Task:
Return the lines of the listing verbatim, starting from its first line and ending with the line that contains "[[16, 742, 1000, 768]]", both included.

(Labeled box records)
· · · ·

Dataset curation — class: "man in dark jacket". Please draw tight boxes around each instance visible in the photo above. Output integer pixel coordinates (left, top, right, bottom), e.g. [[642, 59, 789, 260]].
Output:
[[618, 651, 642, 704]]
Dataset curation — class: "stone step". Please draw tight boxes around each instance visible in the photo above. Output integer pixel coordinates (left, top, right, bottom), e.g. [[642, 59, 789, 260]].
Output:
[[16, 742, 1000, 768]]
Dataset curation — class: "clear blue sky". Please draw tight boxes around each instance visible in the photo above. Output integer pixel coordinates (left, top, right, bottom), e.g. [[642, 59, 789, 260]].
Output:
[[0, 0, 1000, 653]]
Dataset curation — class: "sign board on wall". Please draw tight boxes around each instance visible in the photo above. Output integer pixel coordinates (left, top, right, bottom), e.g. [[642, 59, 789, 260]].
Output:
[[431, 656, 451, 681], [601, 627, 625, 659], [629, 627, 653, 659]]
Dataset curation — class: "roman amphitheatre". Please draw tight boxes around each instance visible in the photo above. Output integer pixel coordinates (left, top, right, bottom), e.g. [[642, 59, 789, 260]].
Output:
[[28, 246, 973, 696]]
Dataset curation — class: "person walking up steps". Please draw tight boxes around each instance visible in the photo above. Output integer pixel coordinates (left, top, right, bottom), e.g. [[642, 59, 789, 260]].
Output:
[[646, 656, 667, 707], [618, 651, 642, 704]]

· · · ·

Output of the task:
Dataset curation — class: "man in dark jacket". Please draw tight boxes around each instance visible in the photo above. Output integer pixel coordinates (left, top, right, bottom), e.g. [[642, 59, 789, 260]].
Output:
[[618, 651, 642, 704]]
Dataset curation — class: "stone step". Please draw tight boxes around each instance visible in the photo above. Output integer pixel coordinates (left, top, right, bottom), e.g. [[642, 59, 789, 260]].
Output:
[[16, 742, 1000, 768]]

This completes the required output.